• Page text
##########
Python Gearman worker intermittently stop receiving jobs from gearmand

Bug #1220168 reported by Aldrian Obaja on 2013-09-03
12
This bug affects 2 people
Affects Status Importance Assigned to Milestone
Gearman
Undecided
Brian Aker

Bug Description

I found that when using multiple gearmand servers and having the workers connect to both of them, somehow (intermittently) some of the workers will just accept jobs from one of the servers only. From the log I created, it seems that gearmand stops sending job offer to those workers. This causes the jobs from that server to be executed only by the workers which are still connected to that server. I experienced this in a 16-core Ubuntu machine.

Configuration:
1. Start gearmand at ports 4730 and 4731
2. Start worker B, C, D, and E, all connect to both 4730 and 4731
3. Start client A, connects to both 4730 and 4731
4. After many jobs are sent, some of the workers will randomly stop receiving job offers from one of the servers.

Try the minimal reproducing code as attached below to test.
1. Start gearmand at 4730 and 4731
2. Start gearman_worker.py
3. Start test.bash
4. Check that for the last n jobs (as seen in worker.log), only some of the workers are processing the requests (i.e., some others just don't fetch jobs from the other server anymore). Note that this happens intermittently, so please rerun the worker and the bash script if the behaviour hasn't occur yet.

I used gearmand 1.1.9 on 16-core Ubuntu 11.04
The worker and client are using Python 2.7 with python-gearman version 2.0.2

Attached is the zip of logfiles.

Note that starting from line 40969 onwards, there are only two workers which receive jobs from server 4730 (worker 00 and worker 01). Also note that the other workers didn't lose connection with server, as we can see at lines 40970 and 40971 that the other two workers are waiting with connections open to both servers.

I modified the connection_manager.py (line 128-131) in the python-gearman distribution to log the connection status.
By analyzing the code in connection_manager.py, we can conclude that the workers are actually waiting (blocked in the gearman.util.select statement), but they just didn't get anything from servers.

Expected behaviour:
Worker will always receive jobs from any server that still has jobs available.

Brian Aker (brianaker) wrote :

Thank you! Investigating.

Changed in gearmand:
assignee: nobody → Brian Aker (brianaker)
Brian Aker (brianaker) wrote :

Still looking at it.

Brian Aker (brianaker) wrote :

When I look in the server I see NOOP being sent to the workers.

Somewhere in the python code you need to check to see if the event loop catches those. If it is not... the problem looks to be in the python code.
##########
• Extracted material
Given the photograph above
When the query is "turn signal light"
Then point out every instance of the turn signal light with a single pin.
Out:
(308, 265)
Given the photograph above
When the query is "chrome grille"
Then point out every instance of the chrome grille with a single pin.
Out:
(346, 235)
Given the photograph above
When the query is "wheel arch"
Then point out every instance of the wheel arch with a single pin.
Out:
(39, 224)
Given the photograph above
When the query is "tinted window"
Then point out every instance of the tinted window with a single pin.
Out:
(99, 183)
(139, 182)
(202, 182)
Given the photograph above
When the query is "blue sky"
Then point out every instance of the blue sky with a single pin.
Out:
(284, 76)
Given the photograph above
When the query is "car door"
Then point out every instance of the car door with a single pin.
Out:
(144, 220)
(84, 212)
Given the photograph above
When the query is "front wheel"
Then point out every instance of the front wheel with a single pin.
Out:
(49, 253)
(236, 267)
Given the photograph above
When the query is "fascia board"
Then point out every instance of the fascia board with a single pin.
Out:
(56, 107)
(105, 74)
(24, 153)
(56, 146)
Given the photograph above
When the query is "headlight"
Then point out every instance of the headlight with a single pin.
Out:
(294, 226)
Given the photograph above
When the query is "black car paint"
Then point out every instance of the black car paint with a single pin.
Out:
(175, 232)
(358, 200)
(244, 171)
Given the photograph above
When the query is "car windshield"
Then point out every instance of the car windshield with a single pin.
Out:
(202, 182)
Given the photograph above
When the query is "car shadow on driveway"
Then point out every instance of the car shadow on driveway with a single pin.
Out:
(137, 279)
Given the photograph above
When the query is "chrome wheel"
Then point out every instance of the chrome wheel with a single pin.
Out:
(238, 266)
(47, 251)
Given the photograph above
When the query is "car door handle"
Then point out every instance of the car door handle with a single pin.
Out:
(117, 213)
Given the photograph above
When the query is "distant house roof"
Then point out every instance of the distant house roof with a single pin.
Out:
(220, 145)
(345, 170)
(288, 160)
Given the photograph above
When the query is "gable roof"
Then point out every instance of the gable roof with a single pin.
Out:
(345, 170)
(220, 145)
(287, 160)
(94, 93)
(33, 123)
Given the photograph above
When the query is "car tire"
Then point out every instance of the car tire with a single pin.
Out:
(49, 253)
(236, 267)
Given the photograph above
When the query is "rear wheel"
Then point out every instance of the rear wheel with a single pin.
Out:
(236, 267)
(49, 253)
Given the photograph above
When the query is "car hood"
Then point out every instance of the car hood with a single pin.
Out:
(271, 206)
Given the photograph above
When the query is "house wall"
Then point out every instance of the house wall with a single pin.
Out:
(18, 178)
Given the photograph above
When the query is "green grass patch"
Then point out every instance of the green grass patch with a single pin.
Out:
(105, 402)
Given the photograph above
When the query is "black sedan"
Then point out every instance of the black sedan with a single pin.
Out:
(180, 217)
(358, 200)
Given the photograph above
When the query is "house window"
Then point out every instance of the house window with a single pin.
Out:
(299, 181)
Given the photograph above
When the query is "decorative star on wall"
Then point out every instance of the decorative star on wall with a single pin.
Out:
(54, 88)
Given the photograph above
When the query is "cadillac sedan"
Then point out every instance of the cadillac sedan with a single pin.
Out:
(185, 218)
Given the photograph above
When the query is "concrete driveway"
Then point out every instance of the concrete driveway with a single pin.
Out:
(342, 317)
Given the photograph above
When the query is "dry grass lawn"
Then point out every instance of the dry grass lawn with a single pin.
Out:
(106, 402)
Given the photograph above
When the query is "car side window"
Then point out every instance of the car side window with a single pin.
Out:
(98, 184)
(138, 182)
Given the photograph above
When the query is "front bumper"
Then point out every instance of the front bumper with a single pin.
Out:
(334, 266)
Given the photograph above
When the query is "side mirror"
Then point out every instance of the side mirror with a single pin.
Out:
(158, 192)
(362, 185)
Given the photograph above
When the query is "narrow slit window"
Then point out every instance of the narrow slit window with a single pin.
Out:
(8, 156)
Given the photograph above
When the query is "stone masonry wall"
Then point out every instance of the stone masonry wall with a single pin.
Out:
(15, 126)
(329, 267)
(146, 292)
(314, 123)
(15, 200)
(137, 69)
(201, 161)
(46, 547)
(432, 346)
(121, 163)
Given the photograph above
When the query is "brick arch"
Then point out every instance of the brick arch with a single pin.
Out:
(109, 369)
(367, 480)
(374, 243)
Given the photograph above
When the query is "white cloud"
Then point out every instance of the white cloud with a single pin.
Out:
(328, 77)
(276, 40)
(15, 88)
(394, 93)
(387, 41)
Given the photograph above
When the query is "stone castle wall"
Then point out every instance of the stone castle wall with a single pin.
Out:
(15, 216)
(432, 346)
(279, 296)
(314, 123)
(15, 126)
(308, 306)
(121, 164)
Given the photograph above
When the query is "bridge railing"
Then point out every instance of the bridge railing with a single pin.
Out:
##########
• To do
#1 List each piece of software named in the Gearman bug report along with its version number.
#2 Carry on the Gearman bug report thread from the point where it stops.

• Outputs by task
#1
gearmand 1.1.9
Ubuntu 11.04
Python 2.7
python-gearman 2.0.2

#2
Aldrian Obaja (aldrian-math) wrote :

But why is it sending NOOP when it's supposed to send a job request?

http://gearman.org/protocol

NOOP

    This is used to wake up a sleeping worker so that it may grab a
    pending job.

    Arguments:
    - None.

On Sep 14, 2013, at 5:55 AM, Aldrian Obaja <email address hidden> wrote:

> But why is it sending NOOP when it's supposed to send a job request?
>
> --
> You received this bug notification because you are a bug assignee.
> https://bugs.launchpad.net/bugs/1220168
>
> Title:
> Gearman worker intermittently stop receiving jobs from gearmand
>
> Status in Gearman Server and Client Libraries:
> New
>
> Bug description:
> I found that when using multiple gearmand servers and having the
> workers connect to both of them, somehow (intermittently) some of the
> workers will just accept jobs from one of the servers only. From the
> log I created, it seems that gearmand stops sending job offer to those
> workers. This causes the jobs from that server to be executed only by
> the workers which are still connected to that server. I experienced
> this in a 16-core Ubuntu machine.
>
> Configuration:
> 1. Start gearmand at ports 4730 and 4731
> 2. Start worker B, C, D, and E, all connect to both 4730 and 4731
> 3. Start client A, connects to both 4730 and 4731
> 4. After many jobs are sent, some of the workers will randomly stop receiving job offers from one of the servers.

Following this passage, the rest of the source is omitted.